:: Directions ::
Reproduce the material below, replacing every "position of each" with "location of each" and leaving everything else unchanged.

:: Given records ::
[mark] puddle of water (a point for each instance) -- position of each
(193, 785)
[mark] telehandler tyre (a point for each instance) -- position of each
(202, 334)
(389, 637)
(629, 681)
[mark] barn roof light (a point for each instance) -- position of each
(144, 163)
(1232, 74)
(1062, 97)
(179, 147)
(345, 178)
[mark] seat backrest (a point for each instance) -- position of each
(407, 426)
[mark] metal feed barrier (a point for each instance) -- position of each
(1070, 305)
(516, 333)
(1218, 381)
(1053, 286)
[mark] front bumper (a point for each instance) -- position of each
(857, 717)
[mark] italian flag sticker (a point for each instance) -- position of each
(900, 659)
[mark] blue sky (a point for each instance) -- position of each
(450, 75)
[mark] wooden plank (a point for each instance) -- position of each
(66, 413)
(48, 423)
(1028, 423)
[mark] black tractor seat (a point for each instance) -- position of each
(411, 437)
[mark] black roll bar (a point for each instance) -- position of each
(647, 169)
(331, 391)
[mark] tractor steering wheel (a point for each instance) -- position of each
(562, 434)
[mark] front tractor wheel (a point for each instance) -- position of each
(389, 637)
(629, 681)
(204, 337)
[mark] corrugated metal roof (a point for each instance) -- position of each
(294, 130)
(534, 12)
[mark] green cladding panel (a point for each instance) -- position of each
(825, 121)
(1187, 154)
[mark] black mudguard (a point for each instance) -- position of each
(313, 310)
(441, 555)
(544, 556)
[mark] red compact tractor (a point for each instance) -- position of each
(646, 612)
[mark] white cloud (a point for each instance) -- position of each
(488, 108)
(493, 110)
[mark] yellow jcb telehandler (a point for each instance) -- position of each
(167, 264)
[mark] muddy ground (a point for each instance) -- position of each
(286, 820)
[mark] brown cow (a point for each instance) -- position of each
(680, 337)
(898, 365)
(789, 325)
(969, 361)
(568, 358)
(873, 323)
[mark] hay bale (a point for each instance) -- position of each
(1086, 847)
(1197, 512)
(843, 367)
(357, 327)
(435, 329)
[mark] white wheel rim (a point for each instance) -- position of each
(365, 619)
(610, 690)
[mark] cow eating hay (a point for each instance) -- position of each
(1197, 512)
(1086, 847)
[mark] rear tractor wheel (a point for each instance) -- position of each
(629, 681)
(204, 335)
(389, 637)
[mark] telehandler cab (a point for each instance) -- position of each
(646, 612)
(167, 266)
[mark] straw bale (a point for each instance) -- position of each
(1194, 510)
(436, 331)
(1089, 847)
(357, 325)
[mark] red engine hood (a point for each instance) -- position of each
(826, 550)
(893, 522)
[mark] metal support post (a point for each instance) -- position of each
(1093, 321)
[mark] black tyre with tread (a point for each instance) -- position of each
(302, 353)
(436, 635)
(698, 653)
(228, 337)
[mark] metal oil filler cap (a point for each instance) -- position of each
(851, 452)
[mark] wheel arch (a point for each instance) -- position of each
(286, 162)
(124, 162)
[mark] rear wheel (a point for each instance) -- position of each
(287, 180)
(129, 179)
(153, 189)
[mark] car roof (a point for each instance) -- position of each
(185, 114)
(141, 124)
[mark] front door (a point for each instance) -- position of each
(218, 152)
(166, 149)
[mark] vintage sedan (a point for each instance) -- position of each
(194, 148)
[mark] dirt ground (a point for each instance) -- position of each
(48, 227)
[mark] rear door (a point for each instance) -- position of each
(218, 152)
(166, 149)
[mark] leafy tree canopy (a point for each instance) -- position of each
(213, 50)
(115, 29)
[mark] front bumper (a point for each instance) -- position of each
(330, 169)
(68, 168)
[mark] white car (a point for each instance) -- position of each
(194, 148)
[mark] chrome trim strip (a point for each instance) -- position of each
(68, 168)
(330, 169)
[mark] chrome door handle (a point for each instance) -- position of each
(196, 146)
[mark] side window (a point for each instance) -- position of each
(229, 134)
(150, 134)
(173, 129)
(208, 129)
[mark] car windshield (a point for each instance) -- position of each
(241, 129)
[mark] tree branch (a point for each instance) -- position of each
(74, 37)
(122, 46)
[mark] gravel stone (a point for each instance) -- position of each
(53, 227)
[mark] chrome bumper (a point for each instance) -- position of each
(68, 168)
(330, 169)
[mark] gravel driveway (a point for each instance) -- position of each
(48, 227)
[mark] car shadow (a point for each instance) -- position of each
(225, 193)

:: Task response ::
[mark] puddle of water (a point for each instance) -- location of each
(193, 785)
[mark] telehandler tyre (a point for each instance) -- location of each
(202, 334)
(389, 637)
(629, 681)
[mark] barn roof light (a point for each instance) -- location of each
(144, 163)
(1232, 74)
(1062, 97)
(179, 147)
(345, 178)
[mark] seat backrest (a point for each instance) -- location of each
(407, 426)
[mark] metal feed barrier (a point for each instance) -- location of each
(1070, 305)
(516, 333)
(1218, 381)
(1053, 286)
[mark] front bumper (a point for each instance) -- location of each
(857, 717)
[mark] italian flag sticker (a point for each instance) -- location of each
(900, 659)
[mark] blue sky (a point for each instance) -- location of each
(450, 75)
[mark] wooden plank (a point for each instance) -- location of each
(66, 413)
(48, 423)
(1028, 423)
[mark] black tractor seat (a point for each instance) -- location of each
(411, 437)
[mark] black roll bar (a point for each instance) -- location of each
(647, 169)
(331, 391)
[mark] tractor steering wheel (a point for each instance) -- location of each
(562, 434)
[mark] front tractor wheel (a point for each instance) -- location of each
(389, 637)
(629, 681)
(204, 337)
[mark] corrugated metal roof (a point for each instance) -- location of each
(294, 130)
(534, 12)
[mark] green cladding panel (a point for each instance) -- location of each
(825, 121)
(1187, 154)
[mark] black mudguard (a point for each instance) -- location of each
(313, 310)
(441, 555)
(544, 556)
[mark] red compact tractor (a point for each instance) -- location of each
(646, 612)
[mark] white cloud (a point for each instance) -- location of each
(488, 108)
(493, 110)
[mark] yellow jcb telehandler (a point for each instance) -- location of each
(167, 264)
[mark] muddy ground (a point for each instance) -- location of each
(286, 820)
[mark] brown cow (a point for each instance) -- location of each
(680, 337)
(898, 365)
(789, 325)
(969, 361)
(568, 358)
(873, 323)
[mark] hay bale (a point for each instance) -- location of each
(1086, 847)
(1197, 512)
(843, 367)
(357, 327)
(435, 329)
[mark] white wheel rim (a point for each instance) -- location of each
(365, 619)
(610, 690)
[mark] cow eating hay (a point for each instance) -- location of each
(1197, 512)
(1086, 847)
[mark] rear tractor wheel (a point for each instance) -- location of each
(629, 681)
(204, 335)
(389, 637)
[mark] telehandler cab (a point for each instance) -- location of each
(646, 612)
(167, 266)
[mark] straw bale (a point for each instance) -- location of each
(1194, 510)
(436, 331)
(1089, 847)
(357, 325)
[mark] red engine hood (a point for each instance) -- location of each
(826, 550)
(893, 522)
[mark] metal support post (a point for each instance) -- location of each
(1093, 321)
[mark] black tyre with tread (a point for each instance) -- location of each
(302, 353)
(436, 635)
(698, 653)
(228, 337)
[mark] metal oil filler cap (a point for each instance) -- location of each
(851, 452)
[mark] wheel arch (a point for each instance) -- location of each
(286, 162)
(124, 162)
[mark] rear wheel (a point for each instance) -- location of each
(287, 180)
(129, 179)
(153, 189)
[mark] car roof (a point for each instance) -- location of each
(185, 114)
(141, 124)
[mark] front door (a point for each instance) -- location of each
(218, 152)
(166, 149)
[mark] vintage sedan (a point for each instance) -- location of each
(194, 148)
[mark] dirt ground (a point for each instance) -- location of each
(48, 227)
[mark] rear door (a point for each instance) -- location of each
(218, 152)
(166, 149)
[mark] leafy tree canopy (a point for each instance) -- location of each
(213, 50)
(115, 29)
[mark] front bumper (a point for each instance) -- location of each
(330, 169)
(68, 168)
[mark] white car (a point for each instance) -- location of each
(194, 148)
[mark] chrome trim strip (a point for each instance) -- location of each
(68, 168)
(330, 169)
[mark] chrome door handle (a point for each instance) -- location of each
(196, 146)
[mark] side window (a point for each instance) -- location of each
(229, 134)
(150, 134)
(173, 129)
(208, 129)
[mark] car windshield (a point for each instance) -- location of each
(241, 129)
[mark] tree branch (a point for each instance) -- location of each
(74, 37)
(122, 46)
[mark] gravel stone (a point for each instance) -- location of each
(53, 227)
[mark] chrome bumper (a point for each instance) -- location of each
(68, 168)
(330, 169)
[mark] gravel driveway (a point for each instance) -- location of each
(48, 227)
[mark] car shadow (a point for each instance) -- location of each
(225, 193)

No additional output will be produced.